### Dataset

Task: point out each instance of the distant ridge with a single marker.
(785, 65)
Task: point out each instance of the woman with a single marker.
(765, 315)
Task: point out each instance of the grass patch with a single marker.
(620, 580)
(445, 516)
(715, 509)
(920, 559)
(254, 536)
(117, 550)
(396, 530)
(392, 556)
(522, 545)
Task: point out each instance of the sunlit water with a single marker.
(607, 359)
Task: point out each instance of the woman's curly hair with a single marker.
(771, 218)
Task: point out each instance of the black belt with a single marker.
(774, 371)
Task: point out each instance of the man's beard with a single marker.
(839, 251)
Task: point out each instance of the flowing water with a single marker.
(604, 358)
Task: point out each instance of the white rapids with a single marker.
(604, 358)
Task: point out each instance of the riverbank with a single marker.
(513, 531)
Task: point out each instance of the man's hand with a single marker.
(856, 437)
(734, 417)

######
### Dataset

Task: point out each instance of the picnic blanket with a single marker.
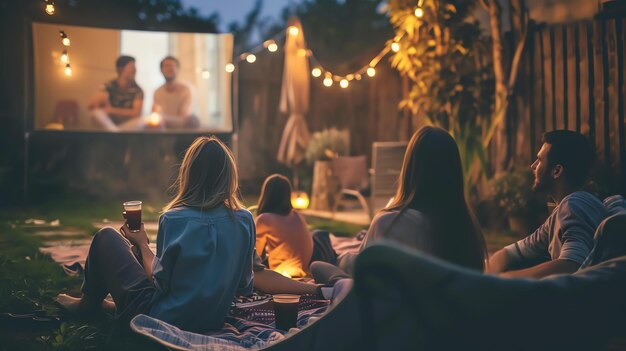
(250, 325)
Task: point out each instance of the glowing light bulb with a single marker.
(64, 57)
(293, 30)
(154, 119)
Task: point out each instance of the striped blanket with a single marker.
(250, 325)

######
### Dataset

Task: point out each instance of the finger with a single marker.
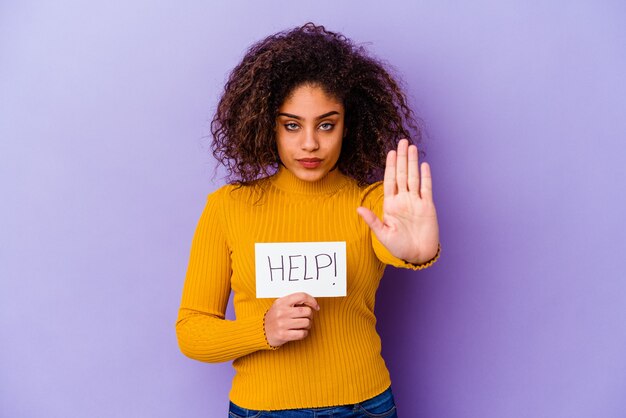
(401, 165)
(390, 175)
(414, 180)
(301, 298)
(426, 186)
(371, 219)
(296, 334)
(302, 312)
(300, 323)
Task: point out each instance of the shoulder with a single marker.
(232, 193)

######

To be done
Collect every line in the listing above that contains the string "woman", and copy each one in full. Case counts when matching.

Result below
Task: point out each instance of the woman with a single marker.
Task: point out each instance of the woman's curly hair with a single marker.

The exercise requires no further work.